# Task to complete:
From the line containing "[point] every instance of the white cloud" to the end of the listing, write out every line exactly; leave out everything else.

# Data records:
>> Start
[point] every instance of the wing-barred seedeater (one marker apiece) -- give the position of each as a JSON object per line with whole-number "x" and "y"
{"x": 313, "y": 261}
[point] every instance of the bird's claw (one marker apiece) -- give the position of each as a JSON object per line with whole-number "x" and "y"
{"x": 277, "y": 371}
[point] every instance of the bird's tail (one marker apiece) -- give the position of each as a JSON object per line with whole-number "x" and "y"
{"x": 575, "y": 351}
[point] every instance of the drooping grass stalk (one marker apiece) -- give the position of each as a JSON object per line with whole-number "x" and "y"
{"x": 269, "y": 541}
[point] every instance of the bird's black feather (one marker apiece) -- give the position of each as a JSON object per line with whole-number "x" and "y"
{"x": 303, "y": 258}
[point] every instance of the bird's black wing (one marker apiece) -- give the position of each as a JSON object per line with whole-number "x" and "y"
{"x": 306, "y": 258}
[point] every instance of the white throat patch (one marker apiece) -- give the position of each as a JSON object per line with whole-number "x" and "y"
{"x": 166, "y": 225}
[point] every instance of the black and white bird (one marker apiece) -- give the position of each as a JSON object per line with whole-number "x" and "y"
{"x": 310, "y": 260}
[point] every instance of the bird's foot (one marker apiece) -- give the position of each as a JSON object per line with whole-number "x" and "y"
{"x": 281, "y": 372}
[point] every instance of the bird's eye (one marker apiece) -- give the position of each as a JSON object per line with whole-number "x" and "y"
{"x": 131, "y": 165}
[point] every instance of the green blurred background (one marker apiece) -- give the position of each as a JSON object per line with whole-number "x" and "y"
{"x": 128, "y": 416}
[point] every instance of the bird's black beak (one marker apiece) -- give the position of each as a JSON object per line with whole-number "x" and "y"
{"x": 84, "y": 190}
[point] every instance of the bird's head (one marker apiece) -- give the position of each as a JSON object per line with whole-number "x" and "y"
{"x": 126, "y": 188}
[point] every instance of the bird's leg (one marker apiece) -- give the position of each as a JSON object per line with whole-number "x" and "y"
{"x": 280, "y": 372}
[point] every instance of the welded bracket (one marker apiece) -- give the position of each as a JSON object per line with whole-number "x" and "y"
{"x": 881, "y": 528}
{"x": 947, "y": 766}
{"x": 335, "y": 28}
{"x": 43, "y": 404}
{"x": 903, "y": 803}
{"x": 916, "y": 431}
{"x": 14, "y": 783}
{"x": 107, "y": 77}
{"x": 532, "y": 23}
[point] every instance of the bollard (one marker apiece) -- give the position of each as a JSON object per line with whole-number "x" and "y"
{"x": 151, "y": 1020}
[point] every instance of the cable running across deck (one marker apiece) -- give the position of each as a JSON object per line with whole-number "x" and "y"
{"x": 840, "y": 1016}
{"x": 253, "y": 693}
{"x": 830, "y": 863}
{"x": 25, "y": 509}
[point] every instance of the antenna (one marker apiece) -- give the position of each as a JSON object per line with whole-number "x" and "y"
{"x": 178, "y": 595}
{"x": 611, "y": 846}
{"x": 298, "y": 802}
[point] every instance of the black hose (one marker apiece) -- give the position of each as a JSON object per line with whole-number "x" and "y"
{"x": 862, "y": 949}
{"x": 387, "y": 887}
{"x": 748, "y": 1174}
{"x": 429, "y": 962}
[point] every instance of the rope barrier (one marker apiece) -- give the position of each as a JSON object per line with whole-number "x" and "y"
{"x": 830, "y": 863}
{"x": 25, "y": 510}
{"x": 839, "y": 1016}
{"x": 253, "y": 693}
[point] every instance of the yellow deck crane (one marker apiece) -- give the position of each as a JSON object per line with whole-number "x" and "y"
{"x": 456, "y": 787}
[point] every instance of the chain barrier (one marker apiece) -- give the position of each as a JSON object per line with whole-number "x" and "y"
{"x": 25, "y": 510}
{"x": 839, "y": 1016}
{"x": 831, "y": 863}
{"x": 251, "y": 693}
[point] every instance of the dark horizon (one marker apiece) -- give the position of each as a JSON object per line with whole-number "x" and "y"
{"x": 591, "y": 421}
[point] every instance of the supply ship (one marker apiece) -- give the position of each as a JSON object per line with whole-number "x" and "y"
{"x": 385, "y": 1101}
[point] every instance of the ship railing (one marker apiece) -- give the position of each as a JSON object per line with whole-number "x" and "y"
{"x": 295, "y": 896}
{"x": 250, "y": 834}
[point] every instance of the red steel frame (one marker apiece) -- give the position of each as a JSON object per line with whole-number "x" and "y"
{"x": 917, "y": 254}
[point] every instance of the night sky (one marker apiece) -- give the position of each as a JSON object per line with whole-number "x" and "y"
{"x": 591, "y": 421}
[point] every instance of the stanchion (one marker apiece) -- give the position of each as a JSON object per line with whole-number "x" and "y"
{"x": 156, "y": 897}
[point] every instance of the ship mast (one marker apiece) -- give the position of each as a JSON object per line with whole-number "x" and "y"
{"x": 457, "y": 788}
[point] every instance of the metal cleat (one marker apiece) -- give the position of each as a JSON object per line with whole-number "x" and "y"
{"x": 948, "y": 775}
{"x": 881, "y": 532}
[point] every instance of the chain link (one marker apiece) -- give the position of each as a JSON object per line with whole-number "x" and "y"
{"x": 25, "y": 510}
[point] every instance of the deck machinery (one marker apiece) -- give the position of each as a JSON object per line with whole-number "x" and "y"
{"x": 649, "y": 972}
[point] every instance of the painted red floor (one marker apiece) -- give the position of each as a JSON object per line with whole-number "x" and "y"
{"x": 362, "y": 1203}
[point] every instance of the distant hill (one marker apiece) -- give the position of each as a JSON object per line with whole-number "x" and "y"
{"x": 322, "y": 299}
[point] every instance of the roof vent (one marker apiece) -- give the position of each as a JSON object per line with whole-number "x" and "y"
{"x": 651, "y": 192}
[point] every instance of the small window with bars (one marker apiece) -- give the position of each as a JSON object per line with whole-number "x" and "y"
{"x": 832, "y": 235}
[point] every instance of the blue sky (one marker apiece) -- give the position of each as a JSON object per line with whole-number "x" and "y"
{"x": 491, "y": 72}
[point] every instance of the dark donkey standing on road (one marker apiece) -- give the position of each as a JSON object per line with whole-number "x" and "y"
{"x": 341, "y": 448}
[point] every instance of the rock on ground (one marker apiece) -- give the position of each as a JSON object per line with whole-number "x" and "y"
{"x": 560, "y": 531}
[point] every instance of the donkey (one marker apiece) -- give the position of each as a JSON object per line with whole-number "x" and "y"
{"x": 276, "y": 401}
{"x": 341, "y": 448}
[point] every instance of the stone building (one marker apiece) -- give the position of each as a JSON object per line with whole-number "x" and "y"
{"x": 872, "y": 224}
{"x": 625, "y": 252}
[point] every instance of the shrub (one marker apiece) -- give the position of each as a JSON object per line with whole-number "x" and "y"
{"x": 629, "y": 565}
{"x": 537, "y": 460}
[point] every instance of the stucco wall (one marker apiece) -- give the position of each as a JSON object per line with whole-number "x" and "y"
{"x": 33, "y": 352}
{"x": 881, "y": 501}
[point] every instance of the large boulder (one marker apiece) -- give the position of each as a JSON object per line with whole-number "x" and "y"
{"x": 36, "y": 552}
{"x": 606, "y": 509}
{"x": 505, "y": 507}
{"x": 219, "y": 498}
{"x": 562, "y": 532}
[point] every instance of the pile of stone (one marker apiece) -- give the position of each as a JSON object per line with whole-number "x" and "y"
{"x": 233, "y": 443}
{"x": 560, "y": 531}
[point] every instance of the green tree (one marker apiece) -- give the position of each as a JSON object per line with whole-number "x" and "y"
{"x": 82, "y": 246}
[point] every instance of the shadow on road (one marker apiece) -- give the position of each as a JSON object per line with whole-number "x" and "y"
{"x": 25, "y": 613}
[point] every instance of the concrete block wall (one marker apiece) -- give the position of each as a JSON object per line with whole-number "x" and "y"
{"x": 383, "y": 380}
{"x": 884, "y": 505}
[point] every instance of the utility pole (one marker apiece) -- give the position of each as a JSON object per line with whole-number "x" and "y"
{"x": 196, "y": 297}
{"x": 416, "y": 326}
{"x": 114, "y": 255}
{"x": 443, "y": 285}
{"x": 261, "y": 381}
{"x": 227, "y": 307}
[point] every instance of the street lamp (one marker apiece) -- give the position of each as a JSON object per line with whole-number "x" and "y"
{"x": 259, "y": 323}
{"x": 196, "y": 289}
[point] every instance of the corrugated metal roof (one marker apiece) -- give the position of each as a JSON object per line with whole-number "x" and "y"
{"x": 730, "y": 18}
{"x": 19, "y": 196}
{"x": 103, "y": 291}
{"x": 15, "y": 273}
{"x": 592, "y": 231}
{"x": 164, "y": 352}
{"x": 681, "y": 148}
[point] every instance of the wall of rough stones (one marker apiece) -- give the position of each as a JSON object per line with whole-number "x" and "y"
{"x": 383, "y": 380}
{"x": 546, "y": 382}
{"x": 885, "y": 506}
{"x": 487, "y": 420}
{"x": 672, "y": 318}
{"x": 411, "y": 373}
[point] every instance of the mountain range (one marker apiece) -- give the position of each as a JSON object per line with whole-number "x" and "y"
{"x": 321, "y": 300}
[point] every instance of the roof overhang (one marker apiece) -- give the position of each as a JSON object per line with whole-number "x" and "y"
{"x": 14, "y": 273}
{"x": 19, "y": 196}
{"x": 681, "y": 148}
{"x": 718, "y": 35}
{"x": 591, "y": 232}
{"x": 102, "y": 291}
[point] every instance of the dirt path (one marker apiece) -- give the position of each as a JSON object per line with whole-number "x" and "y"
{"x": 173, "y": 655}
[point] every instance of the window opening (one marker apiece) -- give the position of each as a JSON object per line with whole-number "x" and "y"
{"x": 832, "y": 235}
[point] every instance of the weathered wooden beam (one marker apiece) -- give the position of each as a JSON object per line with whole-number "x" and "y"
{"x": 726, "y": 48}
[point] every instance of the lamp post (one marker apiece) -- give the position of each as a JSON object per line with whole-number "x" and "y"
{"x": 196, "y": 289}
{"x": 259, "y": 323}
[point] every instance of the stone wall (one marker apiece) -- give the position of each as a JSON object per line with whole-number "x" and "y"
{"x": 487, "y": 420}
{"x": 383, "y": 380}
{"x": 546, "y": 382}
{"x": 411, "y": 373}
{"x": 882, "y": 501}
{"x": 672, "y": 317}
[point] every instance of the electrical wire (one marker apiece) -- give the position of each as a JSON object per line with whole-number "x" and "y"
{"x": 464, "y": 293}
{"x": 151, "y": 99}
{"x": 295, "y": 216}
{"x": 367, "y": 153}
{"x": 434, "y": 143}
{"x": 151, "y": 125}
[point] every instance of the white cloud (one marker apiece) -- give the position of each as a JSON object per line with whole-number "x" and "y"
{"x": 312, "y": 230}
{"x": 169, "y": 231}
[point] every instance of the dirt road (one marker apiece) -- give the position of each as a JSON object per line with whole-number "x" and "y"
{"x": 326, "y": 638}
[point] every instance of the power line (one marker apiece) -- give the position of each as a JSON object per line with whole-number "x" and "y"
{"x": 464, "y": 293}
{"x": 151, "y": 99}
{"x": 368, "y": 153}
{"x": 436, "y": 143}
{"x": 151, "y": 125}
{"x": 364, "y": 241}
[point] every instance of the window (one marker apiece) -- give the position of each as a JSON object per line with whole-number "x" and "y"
>> End
# Answer to this exercise:
[point] every instance of the white cloud (one marker apiece) -- give the position of each as a JSON object per line with whole-number "x" and "y"
{"x": 312, "y": 230}
{"x": 169, "y": 231}
[point] every instance of the dirt road (one marker apiece) -- give the position of each as a JSON object per line with whole-number "x" and "y"
{"x": 326, "y": 638}
[point] every instance of the power line (one marker apiece) -- give the position of each as a JSON object per line with whole-number "x" and "y"
{"x": 464, "y": 293}
{"x": 151, "y": 99}
{"x": 368, "y": 153}
{"x": 436, "y": 143}
{"x": 151, "y": 125}
{"x": 364, "y": 241}
[point] every instance of the window (one marker apiece) -- give the position of each as a JSON object per line with whole-number "x" and "y"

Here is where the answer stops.